Records contained in a dataset
● ● ● ●
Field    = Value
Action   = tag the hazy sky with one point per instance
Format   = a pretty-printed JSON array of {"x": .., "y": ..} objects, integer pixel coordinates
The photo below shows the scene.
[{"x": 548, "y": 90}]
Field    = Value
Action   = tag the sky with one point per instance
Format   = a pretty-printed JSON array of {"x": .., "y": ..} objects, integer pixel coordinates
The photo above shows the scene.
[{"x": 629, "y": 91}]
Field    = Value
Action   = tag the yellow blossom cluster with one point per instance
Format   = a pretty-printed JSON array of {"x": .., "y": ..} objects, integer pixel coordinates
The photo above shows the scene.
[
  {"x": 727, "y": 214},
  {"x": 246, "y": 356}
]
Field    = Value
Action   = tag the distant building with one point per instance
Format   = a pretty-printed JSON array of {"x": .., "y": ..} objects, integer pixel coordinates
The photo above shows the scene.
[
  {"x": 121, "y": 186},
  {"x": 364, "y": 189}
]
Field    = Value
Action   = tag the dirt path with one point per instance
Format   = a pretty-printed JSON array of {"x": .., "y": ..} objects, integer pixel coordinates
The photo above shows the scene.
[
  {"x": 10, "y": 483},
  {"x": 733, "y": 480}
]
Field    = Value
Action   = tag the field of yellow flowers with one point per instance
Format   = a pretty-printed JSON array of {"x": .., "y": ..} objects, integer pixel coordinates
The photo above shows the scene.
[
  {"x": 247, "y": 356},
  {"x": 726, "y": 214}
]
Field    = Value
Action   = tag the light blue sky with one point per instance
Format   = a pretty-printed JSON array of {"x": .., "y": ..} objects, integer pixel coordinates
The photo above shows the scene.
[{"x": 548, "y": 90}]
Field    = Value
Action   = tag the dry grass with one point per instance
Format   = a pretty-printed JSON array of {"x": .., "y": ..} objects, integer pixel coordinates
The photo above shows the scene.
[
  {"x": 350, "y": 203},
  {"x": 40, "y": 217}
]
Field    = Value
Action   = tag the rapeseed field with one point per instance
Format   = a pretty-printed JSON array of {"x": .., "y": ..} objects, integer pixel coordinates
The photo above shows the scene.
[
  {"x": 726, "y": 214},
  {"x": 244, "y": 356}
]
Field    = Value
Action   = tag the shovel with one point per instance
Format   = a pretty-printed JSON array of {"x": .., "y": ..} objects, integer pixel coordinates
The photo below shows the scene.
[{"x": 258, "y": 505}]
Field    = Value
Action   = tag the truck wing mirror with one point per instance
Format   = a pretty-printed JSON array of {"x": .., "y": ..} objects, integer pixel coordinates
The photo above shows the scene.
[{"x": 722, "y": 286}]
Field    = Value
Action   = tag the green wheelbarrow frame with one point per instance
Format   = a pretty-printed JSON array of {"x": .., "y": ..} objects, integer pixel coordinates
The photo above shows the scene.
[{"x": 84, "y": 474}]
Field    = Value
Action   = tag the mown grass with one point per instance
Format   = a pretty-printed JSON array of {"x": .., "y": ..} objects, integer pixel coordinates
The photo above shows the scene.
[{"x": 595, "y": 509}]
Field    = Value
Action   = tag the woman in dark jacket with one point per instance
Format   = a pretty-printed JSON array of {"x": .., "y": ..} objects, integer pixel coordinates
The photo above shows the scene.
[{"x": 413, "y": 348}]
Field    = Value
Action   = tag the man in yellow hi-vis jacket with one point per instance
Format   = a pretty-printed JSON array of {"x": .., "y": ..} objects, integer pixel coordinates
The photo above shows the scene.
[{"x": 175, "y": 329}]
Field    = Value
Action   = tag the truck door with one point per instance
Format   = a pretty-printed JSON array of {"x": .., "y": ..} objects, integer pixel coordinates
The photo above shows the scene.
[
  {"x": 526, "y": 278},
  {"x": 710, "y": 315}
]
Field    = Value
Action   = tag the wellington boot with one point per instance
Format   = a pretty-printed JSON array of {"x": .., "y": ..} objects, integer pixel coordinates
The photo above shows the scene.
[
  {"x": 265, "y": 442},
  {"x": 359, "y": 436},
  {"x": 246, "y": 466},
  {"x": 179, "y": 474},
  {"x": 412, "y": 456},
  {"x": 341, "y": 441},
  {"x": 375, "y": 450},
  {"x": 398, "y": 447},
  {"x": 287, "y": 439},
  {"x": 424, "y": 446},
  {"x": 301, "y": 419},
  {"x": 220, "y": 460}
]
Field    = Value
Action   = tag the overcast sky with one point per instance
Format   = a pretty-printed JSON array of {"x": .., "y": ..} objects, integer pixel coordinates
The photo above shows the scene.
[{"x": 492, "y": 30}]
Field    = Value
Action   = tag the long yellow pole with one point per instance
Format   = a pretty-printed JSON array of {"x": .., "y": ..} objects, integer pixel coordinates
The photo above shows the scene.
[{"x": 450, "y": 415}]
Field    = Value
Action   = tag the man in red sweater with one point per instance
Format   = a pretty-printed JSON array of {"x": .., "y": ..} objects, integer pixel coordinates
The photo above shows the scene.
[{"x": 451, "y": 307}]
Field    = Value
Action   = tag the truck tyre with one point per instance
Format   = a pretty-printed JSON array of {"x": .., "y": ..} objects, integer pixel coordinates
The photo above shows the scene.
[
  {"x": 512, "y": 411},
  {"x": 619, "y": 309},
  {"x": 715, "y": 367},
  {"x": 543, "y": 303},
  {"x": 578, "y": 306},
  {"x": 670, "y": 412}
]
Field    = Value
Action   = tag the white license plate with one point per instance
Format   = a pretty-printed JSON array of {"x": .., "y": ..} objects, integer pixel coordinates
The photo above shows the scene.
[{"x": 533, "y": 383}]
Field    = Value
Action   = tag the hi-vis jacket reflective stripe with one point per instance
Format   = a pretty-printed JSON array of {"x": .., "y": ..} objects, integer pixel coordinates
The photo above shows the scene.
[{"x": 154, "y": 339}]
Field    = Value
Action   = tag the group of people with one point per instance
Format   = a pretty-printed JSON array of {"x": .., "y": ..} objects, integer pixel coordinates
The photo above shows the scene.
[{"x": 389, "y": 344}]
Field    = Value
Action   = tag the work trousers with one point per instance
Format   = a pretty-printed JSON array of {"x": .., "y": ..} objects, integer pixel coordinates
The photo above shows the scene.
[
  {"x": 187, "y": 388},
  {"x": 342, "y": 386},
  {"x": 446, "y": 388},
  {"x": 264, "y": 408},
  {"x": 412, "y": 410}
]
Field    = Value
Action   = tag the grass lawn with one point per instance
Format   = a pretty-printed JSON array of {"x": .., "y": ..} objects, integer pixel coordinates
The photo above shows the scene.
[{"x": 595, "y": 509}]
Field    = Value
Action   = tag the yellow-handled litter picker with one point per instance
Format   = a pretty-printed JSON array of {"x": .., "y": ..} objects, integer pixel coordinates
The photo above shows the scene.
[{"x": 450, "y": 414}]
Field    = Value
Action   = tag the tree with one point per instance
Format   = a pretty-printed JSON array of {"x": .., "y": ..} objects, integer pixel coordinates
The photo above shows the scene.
● ● ● ●
The records above should be duplicated in full, exactly as given.

Field    = Value
Action   = tag the hazy sky with one point per instance
Format   = a pretty-printed JSON array of {"x": .., "y": ..} objects, integer pixel coordinates
The photo below shows the scene.
[{"x": 548, "y": 90}]
Field    = Value
Action   = tag the sky with one point per instance
Format   = a pretty-printed JSON array of {"x": .., "y": ..} objects, integer pixel coordinates
The photo above shows the scene.
[{"x": 629, "y": 91}]
Field    = Value
Action   = tag the yellow blossom cluster with one point per instance
Format   = a pretty-printed JSON array of {"x": .., "y": ..} objects, integer pixel coordinates
The photo above shows the scene.
[
  {"x": 727, "y": 214},
  {"x": 246, "y": 356}
]
Field    = Value
Action   = tag the distant building with one point per instance
Format   = a pretty-printed JSON array of {"x": .., "y": ..} objects, integer pixel coordinates
The photo above shows the scene.
[
  {"x": 121, "y": 186},
  {"x": 364, "y": 189}
]
Field    = Value
Action   = tag the dirt path with one point per instance
Format   = a pretty-printed JSON array of {"x": .., "y": ..} objects, integer pixel coordinates
The photo above shows the scene.
[
  {"x": 10, "y": 483},
  {"x": 733, "y": 480}
]
Field    = Value
Action   = tag the field of yellow flowers with one point per instance
Format   = a pretty-printed JSON array of {"x": .., "y": ..} objects, integer pixel coordinates
The photo above shows the scene.
[
  {"x": 247, "y": 356},
  {"x": 726, "y": 214}
]
Field    = Value
Action   = tag the light blue sky with one point per instance
Format   = a pretty-printed JSON array of {"x": .., "y": ..} objects, integer pixel coordinates
The photo above shows the scene.
[{"x": 548, "y": 90}]
Field    = Value
Action   = tag the dry grass with one point per instance
Format   = a pretty-printed JSON array of {"x": .., "y": ..} objects, integer pixel coordinates
The photo above shows the scene.
[
  {"x": 350, "y": 203},
  {"x": 40, "y": 217}
]
Field    = Value
Action   = tag the rapeseed field with one point per instance
Format   = a pretty-printed JSON array of {"x": .., "y": ..} objects, integer pixel coordinates
The photo above shows the scene.
[
  {"x": 726, "y": 214},
  {"x": 244, "y": 356}
]
Field    = Value
Action   = tag the shovel with one point per instance
Format   = a pretty-printed JSON array of {"x": .., "y": ..} objects, integer pixel coordinates
The photo below shows the scene.
[{"x": 258, "y": 505}]
Field    = Value
Action   = tag the truck wing mirror with one point per instance
Format   = a pretty-printed JSON array of {"x": .., "y": ..} objects, integer pixel coordinates
The photo above shows the scene.
[{"x": 722, "y": 286}]
Field    = Value
Action   = tag the green wheelbarrow frame with one point per instance
Format   = a pretty-printed JSON array of {"x": .., "y": ..} objects, integer pixel coordinates
The photo above shows the scene.
[{"x": 84, "y": 474}]
Field    = Value
Action   = tag the mown grass with one point per instance
Format   = a pretty-printed JSON array of {"x": .., "y": ..} objects, integer pixel coordinates
The photo above shows the scene.
[{"x": 595, "y": 509}]
Field    = Value
Action   = tag the woman in dark jacket with one point per instance
Format   = a pretty-printed JSON array of {"x": .., "y": ..} objects, integer pixel coordinates
The photo above shows the scene.
[{"x": 413, "y": 348}]
Field    = Value
Action   = tag the man in yellow hi-vis jacket with one point per instance
Format   = a pretty-printed JSON array of {"x": .., "y": ..} objects, integer pixel coordinates
The photo above shows the scene.
[{"x": 175, "y": 329}]
Field    = Value
Action   = tag the truck door with one point per instance
Format   = a pretty-printed JSON array of {"x": .., "y": ..} objects, integer pixel coordinates
The photo above shows the scene.
[
  {"x": 526, "y": 278},
  {"x": 710, "y": 315}
]
Field    = Value
Action   = tag the wellington boot with one point per instance
Format   = a pretty-printed JSON array of {"x": .., "y": ..} objects, integer pixel coordinates
The photo above shows the scene.
[
  {"x": 265, "y": 442},
  {"x": 359, "y": 436},
  {"x": 246, "y": 466},
  {"x": 179, "y": 474},
  {"x": 412, "y": 456},
  {"x": 341, "y": 441},
  {"x": 375, "y": 450},
  {"x": 398, "y": 447},
  {"x": 287, "y": 439},
  {"x": 424, "y": 446},
  {"x": 301, "y": 419},
  {"x": 220, "y": 460}
]
Field    = Value
Action   = tag the overcast sky with one point per instance
Format   = a pretty-printed JSON array of {"x": .., "y": ..} objects, integer pixel coordinates
The photo above shows the scene.
[{"x": 492, "y": 30}]
Field    = Value
Action   = tag the long yellow pole with one point per instance
Format   = a pretty-printed JSON array of {"x": .., "y": ..} objects, integer pixel coordinates
The photo above shows the scene.
[{"x": 450, "y": 415}]
Field    = Value
Action   = tag the man in red sweater with one point per instance
Format   = a pretty-printed JSON array of {"x": .., "y": ..} objects, integer pixel coordinates
The photo above shows the scene.
[{"x": 451, "y": 307}]
Field    = Value
Action   = tag the truck tyre with one point per instance
Format   = a pretty-printed JSON array of {"x": .., "y": ..} objects, integer pixel coordinates
The photo above shows the scene.
[
  {"x": 512, "y": 411},
  {"x": 619, "y": 309},
  {"x": 715, "y": 367},
  {"x": 543, "y": 303},
  {"x": 578, "y": 306},
  {"x": 670, "y": 412}
]
Field    = Value
Action   = tag the white license plate with one point per instance
Format   = a pretty-printed JSON array of {"x": .., "y": ..} objects, integer pixel coordinates
The photo above shows the scene.
[{"x": 533, "y": 383}]
Field    = Value
Action   = tag the hi-vis jacket reflective stripe with one point per instance
Format   = a pretty-printed JSON array of {"x": .., "y": ..} objects, integer pixel coordinates
The photo above shows the scene.
[{"x": 154, "y": 339}]
Field    = Value
Action   = tag the group of people with one point per instance
Format   = a pretty-printed JSON array of {"x": .., "y": ..} objects, integer pixel coordinates
The photo above shows the scene.
[{"x": 389, "y": 344}]
Field    = Value
Action   = tag the work trousers with one point per instance
Format   = a pretty-printed JSON array of {"x": .., "y": ..} objects, integer pixel coordinates
The photo above shows the scene.
[
  {"x": 187, "y": 388},
  {"x": 342, "y": 386},
  {"x": 446, "y": 388},
  {"x": 264, "y": 408},
  {"x": 412, "y": 410}
]
Field    = Value
Action   = tag the grass lawn with one point per instance
Format   = a pretty-printed JSON array of {"x": .., "y": ..} objects, integer pixel coordinates
The photo above shows the scene.
[{"x": 595, "y": 509}]
Field    = Value
Action   = tag the yellow-handled litter picker with one point per instance
Format   = a pretty-printed JSON array of {"x": .., "y": ..} objects, integer pixel coordinates
The photo above shows the scene.
[{"x": 450, "y": 414}]
Field    = Value
Action   = tag the tree with one point per instance
Format   = a pretty-printed JSON array of {"x": .., "y": ..} objects, integer pixel coordinates
The photo above shows the scene.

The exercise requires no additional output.